**GIVEN EXERCISE:** Rewrite all of the records below as a numbered list, omitting any blank lines.

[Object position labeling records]

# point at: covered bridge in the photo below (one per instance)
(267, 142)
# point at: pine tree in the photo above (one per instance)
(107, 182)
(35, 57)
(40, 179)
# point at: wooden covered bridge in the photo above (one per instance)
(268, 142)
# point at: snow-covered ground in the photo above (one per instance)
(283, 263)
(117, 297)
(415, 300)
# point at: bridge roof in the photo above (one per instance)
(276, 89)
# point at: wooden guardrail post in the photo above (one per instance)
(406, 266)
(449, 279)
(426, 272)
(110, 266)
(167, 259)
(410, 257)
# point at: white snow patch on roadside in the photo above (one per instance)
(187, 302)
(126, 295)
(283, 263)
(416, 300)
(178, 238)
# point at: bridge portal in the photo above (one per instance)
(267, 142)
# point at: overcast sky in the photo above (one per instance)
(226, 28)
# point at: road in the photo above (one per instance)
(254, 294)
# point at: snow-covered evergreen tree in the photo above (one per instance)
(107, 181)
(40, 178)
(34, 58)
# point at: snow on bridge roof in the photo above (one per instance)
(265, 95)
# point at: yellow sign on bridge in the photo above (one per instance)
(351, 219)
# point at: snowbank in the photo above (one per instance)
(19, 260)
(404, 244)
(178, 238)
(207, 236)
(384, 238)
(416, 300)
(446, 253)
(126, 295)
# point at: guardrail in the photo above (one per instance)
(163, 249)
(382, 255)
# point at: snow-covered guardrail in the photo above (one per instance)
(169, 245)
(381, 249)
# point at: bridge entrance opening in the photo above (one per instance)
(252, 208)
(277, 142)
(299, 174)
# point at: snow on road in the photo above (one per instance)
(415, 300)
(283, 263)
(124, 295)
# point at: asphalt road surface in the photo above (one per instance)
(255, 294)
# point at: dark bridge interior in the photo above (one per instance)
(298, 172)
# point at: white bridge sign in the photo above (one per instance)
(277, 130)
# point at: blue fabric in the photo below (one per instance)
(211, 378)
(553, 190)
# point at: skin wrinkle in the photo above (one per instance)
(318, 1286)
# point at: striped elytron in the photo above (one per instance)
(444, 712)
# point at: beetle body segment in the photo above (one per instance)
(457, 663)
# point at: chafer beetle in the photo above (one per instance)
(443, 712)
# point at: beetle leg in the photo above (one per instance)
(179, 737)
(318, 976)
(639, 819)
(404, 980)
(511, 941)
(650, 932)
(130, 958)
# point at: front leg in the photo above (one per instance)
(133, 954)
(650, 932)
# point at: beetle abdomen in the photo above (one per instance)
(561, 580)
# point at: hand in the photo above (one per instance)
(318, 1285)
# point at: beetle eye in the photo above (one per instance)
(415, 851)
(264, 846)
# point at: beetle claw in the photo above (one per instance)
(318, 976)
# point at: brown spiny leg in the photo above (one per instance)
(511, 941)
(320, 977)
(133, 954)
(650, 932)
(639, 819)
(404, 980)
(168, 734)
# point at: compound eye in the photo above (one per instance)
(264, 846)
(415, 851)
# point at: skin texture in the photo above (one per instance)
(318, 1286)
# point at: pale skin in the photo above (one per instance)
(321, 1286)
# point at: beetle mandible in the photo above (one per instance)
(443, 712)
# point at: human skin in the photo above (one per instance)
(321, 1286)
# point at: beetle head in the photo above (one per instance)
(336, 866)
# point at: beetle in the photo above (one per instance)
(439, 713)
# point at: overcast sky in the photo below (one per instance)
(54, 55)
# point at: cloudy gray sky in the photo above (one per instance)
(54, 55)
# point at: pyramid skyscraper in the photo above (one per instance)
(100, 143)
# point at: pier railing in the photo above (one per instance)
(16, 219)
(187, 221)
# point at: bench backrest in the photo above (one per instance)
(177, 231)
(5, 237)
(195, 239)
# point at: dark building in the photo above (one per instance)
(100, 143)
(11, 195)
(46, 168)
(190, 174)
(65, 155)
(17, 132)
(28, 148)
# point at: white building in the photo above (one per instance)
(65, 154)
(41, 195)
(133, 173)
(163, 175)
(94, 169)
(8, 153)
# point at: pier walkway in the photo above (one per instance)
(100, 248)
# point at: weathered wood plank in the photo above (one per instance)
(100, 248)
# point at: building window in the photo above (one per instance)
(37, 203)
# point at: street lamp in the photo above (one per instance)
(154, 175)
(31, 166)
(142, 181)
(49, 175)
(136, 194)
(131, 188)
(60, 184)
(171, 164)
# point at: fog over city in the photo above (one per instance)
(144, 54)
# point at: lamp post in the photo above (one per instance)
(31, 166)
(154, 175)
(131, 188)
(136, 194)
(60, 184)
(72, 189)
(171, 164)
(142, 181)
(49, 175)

**SOLVED EXERCISE:**
1. # point at: covered bridge in the photo below (one per instance)
2. (267, 142)
3. # point at: pine tree in the photo above (one per instance)
4. (107, 182)
5. (35, 57)
6. (40, 179)
7. # point at: wooden covered bridge in the photo above (one per instance)
8. (268, 142)
9. # point at: snow-covered ground in the photo above (one per instance)
10. (283, 263)
11. (117, 297)
12. (415, 300)
13. # point at: bridge roof in the photo above (one per instance)
14. (276, 89)
15. # point at: wooden guardrail post in the photo above (one per instance)
16. (406, 266)
17. (449, 279)
18. (426, 272)
19. (110, 266)
20. (167, 259)
21. (410, 257)
22. # point at: white snow patch on roadside in the photo above (one per instance)
23. (187, 302)
24. (126, 295)
25. (283, 263)
26. (416, 300)
27. (178, 238)
28. # point at: bridge portal in the photo above (one per instance)
29. (267, 142)
30. # point at: overcast sky in the photo above (one per instance)
31. (226, 28)
32. # point at: road in the photo above (one per instance)
33. (254, 294)
34. # point at: snow-covered evergreen tree in the photo above (one per instance)
35. (107, 181)
36. (40, 178)
37. (34, 58)
38. # point at: snow on bridge roof in the photo above (one per instance)
39. (265, 95)
40. # point at: yellow sign on bridge in the photo above (one per instance)
41. (351, 219)
42. # point at: snowbank in the photo above (one per instance)
43. (19, 260)
44. (404, 244)
45. (178, 238)
46. (207, 236)
47. (384, 238)
48. (416, 300)
49. (446, 253)
50. (126, 295)
51. # point at: guardrail in the photo above (one per instance)
52. (163, 249)
53. (382, 255)
54. # point at: snow-covered guardrail in the photo above (one per instance)
55. (169, 245)
56. (381, 249)
57. # point at: bridge entrance opening in the photo above (one per instance)
58. (252, 208)
59. (277, 142)
60. (299, 174)
61. # point at: snow on road in the photo above (one per instance)
62. (415, 300)
63. (283, 263)
64. (124, 295)
65. # point at: asphalt road surface in the photo above (one per instance)
66. (255, 294)
67. # point at: dark bridge interior in the photo above (one per instance)
68. (298, 172)
69. # point at: white bridge sign in the photo above (one per instance)
70. (277, 130)
71. # point at: blue fabric in the photo below (one per instance)
72. (211, 378)
73. (553, 190)
74. # point at: skin wrinkle in the photo above (one per instance)
75. (318, 1286)
76. # point at: striped elytron in the photo above (one per instance)
77. (444, 712)
78. # point at: beetle body segment in the photo above (one per instance)
79. (457, 663)
80. # point at: chafer beetle in the photo above (one per instance)
81. (443, 712)
82. # point at: beetle leg in the photo above (one per instance)
83. (179, 737)
84. (318, 976)
85. (639, 819)
86. (404, 980)
87. (511, 941)
88. (650, 932)
89. (130, 958)
90. # point at: front leg in the photo above (one per instance)
91. (133, 954)
92. (650, 932)
93. # point at: beetle abdomen in the photo above (one per instance)
94. (561, 580)
95. # point at: hand in the photo above (one per instance)
96. (318, 1285)
97. # point at: beetle eye in the photo above (one per instance)
98. (415, 851)
99. (264, 846)
100. # point at: beetle claw in the photo above (one per instance)
101. (318, 976)
102. # point at: brown spiny leg in the photo above (one per instance)
103. (511, 941)
104. (320, 977)
105. (133, 954)
106. (650, 932)
107. (639, 819)
108. (404, 980)
109. (168, 734)
110. # point at: compound eye in the photo above (one per instance)
111. (264, 846)
112. (415, 851)
113. # point at: skin texture in the photo above (one per instance)
114. (318, 1286)
115. # point at: pale skin in the photo above (one per instance)
116. (321, 1286)
117. # point at: beetle mandible in the photo above (one per instance)
118. (443, 712)
119. # point at: human skin in the photo above (one per instance)
120. (321, 1286)
121. # point at: beetle head in the photo above (one per instance)
122. (336, 866)
123. # point at: beetle in the photo above (one per instance)
124. (439, 713)
125. # point at: overcast sky in the photo below (one per instance)
126. (54, 55)
127. # point at: cloudy gray sky in the photo above (one per instance)
128. (54, 55)
129. # point at: pyramid skyscraper in the photo above (one per instance)
130. (100, 143)
131. # point at: pier railing in the photo above (one per instance)
132. (16, 219)
133. (187, 221)
134. # point at: bench backrest in the photo above (one per instance)
135. (177, 231)
136. (5, 237)
137. (195, 239)
138. # point at: dark building in the photo above (one per instance)
139. (100, 143)
140. (11, 195)
141. (46, 168)
142. (190, 174)
143. (65, 155)
144. (17, 132)
145. (28, 148)
146. # point at: white building in the photo above (one per instance)
147. (65, 154)
148. (41, 195)
149. (133, 173)
150. (163, 175)
151. (94, 169)
152. (8, 153)
153. # point at: pier walkway in the photo above (one per instance)
154. (100, 248)
155. # point at: weathered wood plank in the photo above (one per instance)
156. (100, 248)
157. # point at: building window in the photo above (one per instance)
158. (37, 203)
159. # point at: street lamp in the photo above (one per instance)
160. (154, 175)
161. (31, 166)
162. (142, 181)
163. (49, 175)
164. (136, 194)
165. (131, 188)
166. (60, 184)
167. (171, 164)
168. # point at: fog over city in the photo above (one per instance)
169. (144, 54)
170. # point at: lamp post in the photo above (one per instance)
171. (31, 166)
172. (154, 175)
173. (131, 188)
174. (136, 194)
175. (60, 184)
176. (72, 189)
177. (171, 164)
178. (142, 181)
179. (49, 175)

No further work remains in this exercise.